◆ **Aim of the task**
Retyping each entry exactly is the whole task.
──────
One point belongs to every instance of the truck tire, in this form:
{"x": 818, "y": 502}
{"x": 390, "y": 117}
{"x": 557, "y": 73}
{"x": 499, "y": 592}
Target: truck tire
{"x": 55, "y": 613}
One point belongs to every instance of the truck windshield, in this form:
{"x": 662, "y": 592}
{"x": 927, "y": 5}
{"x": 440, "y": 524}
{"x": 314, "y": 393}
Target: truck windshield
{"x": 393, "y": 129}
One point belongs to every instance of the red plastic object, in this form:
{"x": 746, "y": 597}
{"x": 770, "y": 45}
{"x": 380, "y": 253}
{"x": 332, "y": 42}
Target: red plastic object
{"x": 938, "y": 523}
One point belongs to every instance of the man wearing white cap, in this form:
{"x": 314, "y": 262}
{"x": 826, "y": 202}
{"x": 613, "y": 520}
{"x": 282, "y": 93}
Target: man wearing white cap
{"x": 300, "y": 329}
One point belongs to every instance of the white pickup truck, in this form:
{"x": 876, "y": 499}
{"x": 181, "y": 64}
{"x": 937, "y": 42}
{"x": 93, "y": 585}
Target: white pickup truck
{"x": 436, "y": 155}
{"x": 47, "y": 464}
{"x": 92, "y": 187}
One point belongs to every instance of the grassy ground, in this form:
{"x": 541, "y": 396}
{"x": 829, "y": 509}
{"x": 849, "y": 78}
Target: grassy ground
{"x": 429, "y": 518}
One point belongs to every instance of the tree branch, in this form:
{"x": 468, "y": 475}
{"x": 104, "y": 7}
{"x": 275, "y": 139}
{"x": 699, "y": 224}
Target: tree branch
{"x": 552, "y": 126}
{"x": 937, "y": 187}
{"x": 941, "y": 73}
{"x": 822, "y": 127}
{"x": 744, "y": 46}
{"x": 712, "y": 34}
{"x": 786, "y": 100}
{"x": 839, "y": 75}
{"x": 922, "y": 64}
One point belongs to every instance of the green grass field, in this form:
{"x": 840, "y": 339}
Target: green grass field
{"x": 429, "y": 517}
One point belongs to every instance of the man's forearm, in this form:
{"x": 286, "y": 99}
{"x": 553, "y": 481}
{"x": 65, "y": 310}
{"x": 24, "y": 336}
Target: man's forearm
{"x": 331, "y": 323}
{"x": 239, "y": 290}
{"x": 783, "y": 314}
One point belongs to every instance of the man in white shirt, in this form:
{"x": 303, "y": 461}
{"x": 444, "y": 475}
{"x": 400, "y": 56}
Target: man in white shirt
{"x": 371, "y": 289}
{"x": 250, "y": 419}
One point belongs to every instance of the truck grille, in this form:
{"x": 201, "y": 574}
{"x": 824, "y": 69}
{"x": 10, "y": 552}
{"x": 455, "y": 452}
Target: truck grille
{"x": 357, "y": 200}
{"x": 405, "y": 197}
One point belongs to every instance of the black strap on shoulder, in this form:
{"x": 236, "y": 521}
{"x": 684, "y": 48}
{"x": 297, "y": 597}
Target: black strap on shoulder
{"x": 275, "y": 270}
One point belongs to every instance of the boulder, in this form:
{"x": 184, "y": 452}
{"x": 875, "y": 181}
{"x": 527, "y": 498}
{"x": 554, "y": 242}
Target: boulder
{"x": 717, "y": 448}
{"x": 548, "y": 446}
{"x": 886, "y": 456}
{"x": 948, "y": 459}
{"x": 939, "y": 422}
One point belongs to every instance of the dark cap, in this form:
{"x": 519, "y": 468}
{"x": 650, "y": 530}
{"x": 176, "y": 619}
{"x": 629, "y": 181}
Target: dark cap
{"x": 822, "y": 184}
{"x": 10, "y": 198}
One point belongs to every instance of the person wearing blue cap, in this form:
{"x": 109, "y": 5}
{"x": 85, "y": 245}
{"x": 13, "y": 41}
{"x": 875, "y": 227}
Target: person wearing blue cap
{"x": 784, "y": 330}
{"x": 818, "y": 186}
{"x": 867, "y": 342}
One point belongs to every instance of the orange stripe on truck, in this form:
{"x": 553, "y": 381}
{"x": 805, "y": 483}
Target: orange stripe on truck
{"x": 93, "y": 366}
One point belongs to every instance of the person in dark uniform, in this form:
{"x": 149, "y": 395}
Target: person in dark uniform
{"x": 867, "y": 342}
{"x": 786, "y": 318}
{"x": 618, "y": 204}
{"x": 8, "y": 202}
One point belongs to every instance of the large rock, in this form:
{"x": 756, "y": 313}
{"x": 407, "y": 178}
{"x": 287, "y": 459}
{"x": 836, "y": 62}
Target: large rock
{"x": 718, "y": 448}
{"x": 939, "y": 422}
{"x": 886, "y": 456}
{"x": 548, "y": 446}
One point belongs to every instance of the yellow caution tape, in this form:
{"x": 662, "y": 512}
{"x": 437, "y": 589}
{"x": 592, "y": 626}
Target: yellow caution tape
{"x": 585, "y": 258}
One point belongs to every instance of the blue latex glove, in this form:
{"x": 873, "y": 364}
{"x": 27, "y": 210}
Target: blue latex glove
──────
◆ **Response**
One point belongs to every instance of the truck tire, in this form:
{"x": 818, "y": 502}
{"x": 390, "y": 117}
{"x": 557, "y": 73}
{"x": 499, "y": 592}
Target: truck tire
{"x": 55, "y": 613}
One point belongs to every instance of the truck windshield, in this form:
{"x": 662, "y": 592}
{"x": 927, "y": 5}
{"x": 440, "y": 524}
{"x": 314, "y": 393}
Target: truck windshield
{"x": 393, "y": 129}
One point belongs to every instance of the red plastic object, in this form:
{"x": 746, "y": 597}
{"x": 770, "y": 45}
{"x": 380, "y": 253}
{"x": 332, "y": 42}
Target: red plastic object
{"x": 938, "y": 523}
One point belongs to every instance of the man wearing white cap, in this form:
{"x": 314, "y": 262}
{"x": 826, "y": 202}
{"x": 613, "y": 520}
{"x": 282, "y": 93}
Target: man wearing white cap
{"x": 300, "y": 329}
One point belongs to every instance of the white pickup truck, in this form:
{"x": 876, "y": 499}
{"x": 181, "y": 64}
{"x": 937, "y": 42}
{"x": 93, "y": 585}
Target: white pickup truck
{"x": 436, "y": 155}
{"x": 47, "y": 464}
{"x": 92, "y": 187}
One point belongs to every instance of the grassy ground, in this form:
{"x": 541, "y": 396}
{"x": 829, "y": 509}
{"x": 849, "y": 78}
Target: grassy ground
{"x": 429, "y": 518}
One point belongs to every instance of the tree branch, in this form:
{"x": 468, "y": 475}
{"x": 104, "y": 7}
{"x": 275, "y": 139}
{"x": 699, "y": 224}
Target: tree branch
{"x": 552, "y": 126}
{"x": 937, "y": 187}
{"x": 941, "y": 73}
{"x": 822, "y": 127}
{"x": 744, "y": 46}
{"x": 712, "y": 34}
{"x": 786, "y": 100}
{"x": 839, "y": 75}
{"x": 922, "y": 64}
One point belongs to every instance of the green grass field, in this form:
{"x": 840, "y": 339}
Target: green grass field
{"x": 429, "y": 517}
One point belongs to every instance of the man's forearm, in this form:
{"x": 286, "y": 99}
{"x": 553, "y": 481}
{"x": 65, "y": 310}
{"x": 24, "y": 336}
Target: man's forearm
{"x": 331, "y": 323}
{"x": 239, "y": 290}
{"x": 783, "y": 314}
One point belongs to every instance of the man in white shirt, in this form:
{"x": 303, "y": 461}
{"x": 444, "y": 475}
{"x": 400, "y": 56}
Target: man in white shirt
{"x": 371, "y": 289}
{"x": 250, "y": 419}
One point belongs to every instance of the truck grille, in this form:
{"x": 201, "y": 574}
{"x": 824, "y": 69}
{"x": 10, "y": 552}
{"x": 455, "y": 452}
Target: truck grille
{"x": 357, "y": 200}
{"x": 405, "y": 197}
One point belongs to every instance of the black strap on shoulder, in this form:
{"x": 236, "y": 521}
{"x": 684, "y": 48}
{"x": 297, "y": 597}
Target: black strap on shoulder
{"x": 275, "y": 270}
One point belongs to every instance of the boulder, in this form:
{"x": 184, "y": 452}
{"x": 875, "y": 181}
{"x": 527, "y": 498}
{"x": 554, "y": 242}
Target: boulder
{"x": 717, "y": 448}
{"x": 548, "y": 446}
{"x": 886, "y": 456}
{"x": 948, "y": 459}
{"x": 939, "y": 422}
One point belongs to every instance of the dark cap, in this form:
{"x": 519, "y": 468}
{"x": 650, "y": 530}
{"x": 176, "y": 619}
{"x": 629, "y": 181}
Target: dark cap
{"x": 822, "y": 184}
{"x": 10, "y": 198}
One point belongs to every instance of the person wearing blue cap, in this form:
{"x": 109, "y": 5}
{"x": 85, "y": 245}
{"x": 13, "y": 41}
{"x": 875, "y": 227}
Target: person wearing blue cap
{"x": 784, "y": 330}
{"x": 818, "y": 186}
{"x": 867, "y": 342}
One point belongs to every instance of the orange stripe on truck, in this form:
{"x": 553, "y": 381}
{"x": 805, "y": 483}
Target: orange stripe on truck
{"x": 93, "y": 366}
One point belongs to every instance of the person in dark uniform, in this form:
{"x": 149, "y": 395}
Target: person in dark uniform
{"x": 867, "y": 342}
{"x": 786, "y": 318}
{"x": 618, "y": 204}
{"x": 8, "y": 202}
One point belongs to every instance of the large rock, in this form:
{"x": 756, "y": 313}
{"x": 407, "y": 178}
{"x": 287, "y": 459}
{"x": 836, "y": 62}
Target: large rock
{"x": 718, "y": 448}
{"x": 939, "y": 422}
{"x": 886, "y": 456}
{"x": 548, "y": 446}
One point belongs to every instance of the yellow caution tape, in this form:
{"x": 662, "y": 512}
{"x": 437, "y": 589}
{"x": 592, "y": 626}
Target: yellow caution tape
{"x": 585, "y": 258}
One point belongs to every instance of the blue latex glove, in this form:
{"x": 873, "y": 364}
{"x": 27, "y": 210}
Target: blue latex glove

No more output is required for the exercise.